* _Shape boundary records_

────────────────────

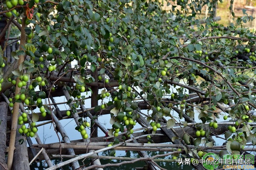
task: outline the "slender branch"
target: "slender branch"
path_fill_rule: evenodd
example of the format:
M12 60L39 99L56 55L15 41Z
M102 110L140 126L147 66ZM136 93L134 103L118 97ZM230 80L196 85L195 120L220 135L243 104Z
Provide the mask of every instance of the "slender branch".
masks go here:
M212 37L204 37L204 38L200 38L199 39L198 39L197 41L199 42L199 41L204 41L204 40L211 40L211 39L222 39L222 38L227 38L227 39L231 39L231 40L241 40L242 41L256 41L256 40L254 40L254 39L249 39L249 38L240 38L240 37L233 37L233 36L212 36ZM187 46L188 46L189 45L189 44L183 44L183 45L181 45L180 46L179 48L182 48L183 47L186 47ZM168 57L169 56L169 55L170 55L171 53L172 53L172 51L169 51L165 55L164 55L163 57L163 60L165 60L166 59L166 58L167 57Z
M137 158L136 159L133 160L132 161L123 161L122 162L117 163L116 164L108 163L107 164L105 164L104 165L93 165L90 166L89 167L84 168L83 169L83 170L90 170L91 169L97 168L97 167L103 168L103 167L109 167L109 166L111 166L111 167L112 167L112 166L113 166L113 166L119 166L120 165L122 165L122 164L133 164L134 162L136 162L138 161L152 161L155 158L157 158L158 157L163 157L163 156L168 156L169 155L172 155L176 152L169 152L169 153L163 154L160 154L160 155L157 154L157 155L155 155L154 156L153 156L150 158L140 157L140 158Z
M8 28L9 28L9 26L10 26L10 25L11 24L11 23L12 23L12 21L14 18L14 16L12 15L9 19L8 22L6 24L5 27L3 29L3 31L2 31L2 33L1 33L1 34L0 34L0 40L2 40L2 38L3 38L3 37L5 35L6 30L7 30Z

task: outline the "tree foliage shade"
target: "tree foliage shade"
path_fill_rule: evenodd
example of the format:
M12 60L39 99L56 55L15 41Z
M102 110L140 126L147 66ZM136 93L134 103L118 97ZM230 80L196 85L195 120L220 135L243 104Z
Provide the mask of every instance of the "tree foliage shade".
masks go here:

────────────────────

* _Given request_
Reproduce every record above line for line, with no changes, and leave out the pictures.

* _Full solution_
task: outline the "slender branch"
target: "slender branch"
path_fill_rule: evenodd
example of the format:
M12 60L39 99L56 55L15 41Z
M102 110L140 126L147 66ZM136 93L134 103L118 97ZM230 80L196 85L195 120L220 135L243 104Z
Provide the mask of every instance of the "slender branch".
masks go here:
M212 37L204 37L204 38L200 38L199 39L198 39L197 41L199 42L199 41L204 41L204 40L211 40L211 39L222 39L222 38L227 38L227 39L231 39L231 40L241 40L242 41L256 41L256 40L254 40L254 39L249 39L249 38L240 38L240 37L233 37L233 36L212 36ZM187 46L188 46L189 45L189 44L183 44L183 45L181 45L180 46L179 48L182 48L183 47L186 47ZM168 57L169 56L169 55L170 55L171 53L172 53L172 51L169 51L165 55L164 55L163 57L163 60L165 60L166 59L166 58L167 57Z
M137 158L136 159L133 160L132 161L123 161L122 162L117 163L116 164L108 163L107 164L105 164L104 165L93 165L90 166L89 167L84 168L83 169L83 170L90 170L91 169L97 168L97 167L103 168L103 167L109 167L109 166L111 166L111 167L112 167L112 166L113 166L113 166L119 166L120 165L122 165L122 164L133 164L134 162L136 162L138 161L152 161L155 158L157 158L158 157L163 157L163 156L168 156L169 155L172 155L176 152L169 152L169 153L163 154L160 154L160 155L157 154L157 155L155 155L154 156L153 156L150 158L140 157L140 158Z
M8 28L9 28L9 26L10 26L10 25L11 24L11 23L12 23L12 21L14 18L14 16L12 15L9 19L8 22L6 24L5 27L3 29L3 31L2 31L2 33L1 33L1 34L0 34L0 40L2 40L2 38L3 38L3 37L5 35L6 30L7 30Z

task: outline the "tree foliage shade"
target: "tree foliage shade"
path_fill_rule: evenodd
example of the format:
M12 60L39 99L56 55L15 41Z
M102 110L140 126L147 66ZM136 93L134 103L118 97ZM230 80L196 85L195 120L220 135L243 104Z
Provide the mask of every instance of the "tree foliage shade".
masks go here:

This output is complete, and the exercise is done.